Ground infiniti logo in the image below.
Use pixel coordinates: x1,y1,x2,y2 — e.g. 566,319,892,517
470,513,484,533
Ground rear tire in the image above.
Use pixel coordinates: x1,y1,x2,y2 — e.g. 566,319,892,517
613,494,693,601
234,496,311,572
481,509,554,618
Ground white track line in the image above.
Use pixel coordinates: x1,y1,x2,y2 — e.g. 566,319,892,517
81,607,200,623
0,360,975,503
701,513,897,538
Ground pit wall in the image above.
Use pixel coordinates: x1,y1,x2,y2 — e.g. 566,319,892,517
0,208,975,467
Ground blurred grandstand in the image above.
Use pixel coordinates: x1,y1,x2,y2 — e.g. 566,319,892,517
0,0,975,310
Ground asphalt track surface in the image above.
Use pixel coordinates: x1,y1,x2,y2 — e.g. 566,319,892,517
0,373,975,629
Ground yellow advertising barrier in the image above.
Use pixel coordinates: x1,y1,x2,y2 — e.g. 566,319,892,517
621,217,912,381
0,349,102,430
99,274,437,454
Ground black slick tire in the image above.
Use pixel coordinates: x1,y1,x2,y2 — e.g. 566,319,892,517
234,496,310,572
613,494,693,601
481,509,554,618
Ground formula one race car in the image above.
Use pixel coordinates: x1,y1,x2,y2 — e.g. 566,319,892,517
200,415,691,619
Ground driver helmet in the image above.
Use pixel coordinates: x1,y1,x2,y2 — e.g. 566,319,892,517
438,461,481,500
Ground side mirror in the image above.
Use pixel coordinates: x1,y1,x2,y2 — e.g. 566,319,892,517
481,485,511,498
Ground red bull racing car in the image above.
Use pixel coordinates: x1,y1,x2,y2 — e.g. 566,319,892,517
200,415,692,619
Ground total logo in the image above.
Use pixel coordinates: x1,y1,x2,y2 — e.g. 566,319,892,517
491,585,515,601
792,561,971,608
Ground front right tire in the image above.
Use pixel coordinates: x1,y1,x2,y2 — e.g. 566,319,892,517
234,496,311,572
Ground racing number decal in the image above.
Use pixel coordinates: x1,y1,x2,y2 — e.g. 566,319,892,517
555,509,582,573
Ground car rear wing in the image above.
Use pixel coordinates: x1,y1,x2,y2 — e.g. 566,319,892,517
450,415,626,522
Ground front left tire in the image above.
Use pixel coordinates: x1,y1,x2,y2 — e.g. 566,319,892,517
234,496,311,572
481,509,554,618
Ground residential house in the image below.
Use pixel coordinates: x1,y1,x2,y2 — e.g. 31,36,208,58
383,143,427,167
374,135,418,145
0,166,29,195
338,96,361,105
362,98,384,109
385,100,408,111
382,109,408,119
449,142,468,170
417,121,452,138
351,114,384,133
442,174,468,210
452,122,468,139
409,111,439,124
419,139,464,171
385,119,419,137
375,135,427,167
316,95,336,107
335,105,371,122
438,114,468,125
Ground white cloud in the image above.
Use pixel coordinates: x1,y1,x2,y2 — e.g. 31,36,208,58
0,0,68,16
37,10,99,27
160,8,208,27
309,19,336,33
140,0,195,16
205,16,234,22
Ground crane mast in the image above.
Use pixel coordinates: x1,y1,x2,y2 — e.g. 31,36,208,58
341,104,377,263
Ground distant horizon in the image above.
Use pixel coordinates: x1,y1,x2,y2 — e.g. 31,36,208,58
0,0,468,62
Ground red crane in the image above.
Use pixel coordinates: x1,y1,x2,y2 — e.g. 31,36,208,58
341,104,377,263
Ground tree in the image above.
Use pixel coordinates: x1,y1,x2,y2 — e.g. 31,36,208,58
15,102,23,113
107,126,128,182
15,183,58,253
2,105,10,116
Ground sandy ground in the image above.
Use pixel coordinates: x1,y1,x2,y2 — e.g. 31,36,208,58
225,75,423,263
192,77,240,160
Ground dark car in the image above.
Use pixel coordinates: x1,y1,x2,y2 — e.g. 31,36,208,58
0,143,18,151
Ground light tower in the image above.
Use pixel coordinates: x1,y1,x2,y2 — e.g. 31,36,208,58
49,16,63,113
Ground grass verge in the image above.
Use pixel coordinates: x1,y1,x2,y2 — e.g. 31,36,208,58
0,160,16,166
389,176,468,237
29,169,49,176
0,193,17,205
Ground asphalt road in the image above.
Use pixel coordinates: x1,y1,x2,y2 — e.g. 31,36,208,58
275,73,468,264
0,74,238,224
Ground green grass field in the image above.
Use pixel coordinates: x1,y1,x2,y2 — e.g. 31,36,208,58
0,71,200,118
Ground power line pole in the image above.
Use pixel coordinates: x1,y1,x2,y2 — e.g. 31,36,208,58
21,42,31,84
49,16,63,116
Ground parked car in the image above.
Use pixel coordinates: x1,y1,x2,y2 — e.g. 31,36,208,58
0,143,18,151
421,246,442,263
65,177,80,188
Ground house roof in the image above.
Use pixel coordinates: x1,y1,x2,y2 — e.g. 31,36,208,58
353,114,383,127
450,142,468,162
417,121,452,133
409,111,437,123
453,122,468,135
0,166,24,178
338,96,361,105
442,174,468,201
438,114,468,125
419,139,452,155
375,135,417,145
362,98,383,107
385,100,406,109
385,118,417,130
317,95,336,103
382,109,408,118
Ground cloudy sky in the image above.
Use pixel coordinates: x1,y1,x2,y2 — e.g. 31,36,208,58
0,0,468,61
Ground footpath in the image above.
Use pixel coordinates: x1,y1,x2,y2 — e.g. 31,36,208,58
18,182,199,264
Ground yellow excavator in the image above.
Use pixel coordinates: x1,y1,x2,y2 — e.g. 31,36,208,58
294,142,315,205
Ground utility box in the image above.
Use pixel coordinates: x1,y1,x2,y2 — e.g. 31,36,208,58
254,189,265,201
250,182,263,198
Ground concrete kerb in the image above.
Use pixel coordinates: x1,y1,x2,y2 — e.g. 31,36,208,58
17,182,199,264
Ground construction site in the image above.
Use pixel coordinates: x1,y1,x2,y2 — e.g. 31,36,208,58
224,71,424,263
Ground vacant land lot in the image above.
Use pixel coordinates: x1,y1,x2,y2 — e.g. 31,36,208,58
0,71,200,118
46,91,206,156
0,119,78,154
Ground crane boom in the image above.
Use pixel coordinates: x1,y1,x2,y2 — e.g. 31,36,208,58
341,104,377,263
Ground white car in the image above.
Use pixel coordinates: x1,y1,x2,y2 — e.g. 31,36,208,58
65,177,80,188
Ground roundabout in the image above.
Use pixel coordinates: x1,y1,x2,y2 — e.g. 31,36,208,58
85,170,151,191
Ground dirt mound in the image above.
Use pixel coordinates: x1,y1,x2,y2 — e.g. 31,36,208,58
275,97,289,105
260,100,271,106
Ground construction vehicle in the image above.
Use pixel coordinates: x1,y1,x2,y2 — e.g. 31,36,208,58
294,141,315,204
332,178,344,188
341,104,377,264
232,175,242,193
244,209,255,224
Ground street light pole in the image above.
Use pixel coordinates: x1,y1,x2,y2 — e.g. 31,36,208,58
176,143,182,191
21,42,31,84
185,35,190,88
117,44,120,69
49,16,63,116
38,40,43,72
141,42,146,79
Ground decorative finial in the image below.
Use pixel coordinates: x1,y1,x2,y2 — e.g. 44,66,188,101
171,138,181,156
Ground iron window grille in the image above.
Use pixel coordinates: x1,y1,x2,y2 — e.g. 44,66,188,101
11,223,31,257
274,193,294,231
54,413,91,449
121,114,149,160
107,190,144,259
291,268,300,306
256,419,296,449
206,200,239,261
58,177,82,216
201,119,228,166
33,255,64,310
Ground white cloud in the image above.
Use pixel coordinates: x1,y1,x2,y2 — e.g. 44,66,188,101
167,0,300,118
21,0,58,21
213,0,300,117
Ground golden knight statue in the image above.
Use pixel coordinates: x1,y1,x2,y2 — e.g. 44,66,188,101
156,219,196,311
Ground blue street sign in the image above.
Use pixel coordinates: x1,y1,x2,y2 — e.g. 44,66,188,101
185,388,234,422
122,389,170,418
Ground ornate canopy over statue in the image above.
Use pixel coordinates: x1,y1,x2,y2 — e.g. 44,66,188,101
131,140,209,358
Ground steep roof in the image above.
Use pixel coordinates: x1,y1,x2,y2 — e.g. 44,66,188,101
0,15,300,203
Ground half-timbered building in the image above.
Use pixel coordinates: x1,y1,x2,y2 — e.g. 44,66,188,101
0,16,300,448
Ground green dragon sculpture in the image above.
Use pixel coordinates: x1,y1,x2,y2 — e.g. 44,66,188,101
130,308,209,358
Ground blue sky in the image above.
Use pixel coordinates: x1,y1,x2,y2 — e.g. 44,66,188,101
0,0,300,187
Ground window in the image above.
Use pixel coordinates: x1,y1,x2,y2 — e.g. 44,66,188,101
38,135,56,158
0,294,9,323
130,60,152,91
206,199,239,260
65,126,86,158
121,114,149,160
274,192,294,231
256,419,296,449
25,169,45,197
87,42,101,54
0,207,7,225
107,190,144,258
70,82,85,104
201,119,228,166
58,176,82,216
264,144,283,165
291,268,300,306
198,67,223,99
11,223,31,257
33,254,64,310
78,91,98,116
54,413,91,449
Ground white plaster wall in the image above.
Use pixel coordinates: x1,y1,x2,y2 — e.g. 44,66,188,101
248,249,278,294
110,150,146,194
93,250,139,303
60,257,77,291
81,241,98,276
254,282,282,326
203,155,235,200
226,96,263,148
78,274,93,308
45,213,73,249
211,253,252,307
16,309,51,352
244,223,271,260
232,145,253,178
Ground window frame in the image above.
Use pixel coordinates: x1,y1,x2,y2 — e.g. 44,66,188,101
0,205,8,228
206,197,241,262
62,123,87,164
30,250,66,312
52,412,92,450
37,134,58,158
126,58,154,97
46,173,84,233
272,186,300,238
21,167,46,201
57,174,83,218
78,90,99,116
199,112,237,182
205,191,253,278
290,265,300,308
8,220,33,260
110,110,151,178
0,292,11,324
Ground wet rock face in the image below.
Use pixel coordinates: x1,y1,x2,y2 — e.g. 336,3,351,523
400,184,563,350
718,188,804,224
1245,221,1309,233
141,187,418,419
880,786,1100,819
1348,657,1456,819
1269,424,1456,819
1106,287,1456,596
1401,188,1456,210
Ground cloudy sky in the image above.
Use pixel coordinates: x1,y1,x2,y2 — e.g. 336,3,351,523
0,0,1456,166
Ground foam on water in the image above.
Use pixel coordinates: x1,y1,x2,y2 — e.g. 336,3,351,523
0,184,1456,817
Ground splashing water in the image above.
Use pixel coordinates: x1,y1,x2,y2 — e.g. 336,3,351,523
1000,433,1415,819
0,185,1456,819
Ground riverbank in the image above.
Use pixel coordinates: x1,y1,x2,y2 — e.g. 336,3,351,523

### Goal
Substitute "concrete barrier" for "pit wall" in the rows, starting at the beginning of the rows and ending at the line that contains "0,0,975,310", with both ends included. Give back only those lines, with everything else left unchanged.

### Response
Ground infiniti logo in the image below.
Use pixel coordinates: x1,y1,x2,y2 — e.g. 566,319,892,517
470,513,484,533
Ground rear tire in the image above.
Use pixel coordinates: x1,y1,x2,y2 — e.g. 566,319,892,517
613,494,693,601
234,496,311,572
481,509,554,618
Ground white track line in the image above.
Use pixel coordinates: x1,y1,x2,y2 — e.g. 566,319,892,517
81,607,200,623
0,360,975,503
701,513,897,538
Ground concrete barrier in the image above.
Use pixel coordinates: x1,y1,x2,y2 — e.g. 566,319,892,517
0,208,975,467
Ground blurred grandstand in the image above.
Use pixel coordinates: x1,y1,x2,y2 — e.g. 566,319,892,517
0,0,975,310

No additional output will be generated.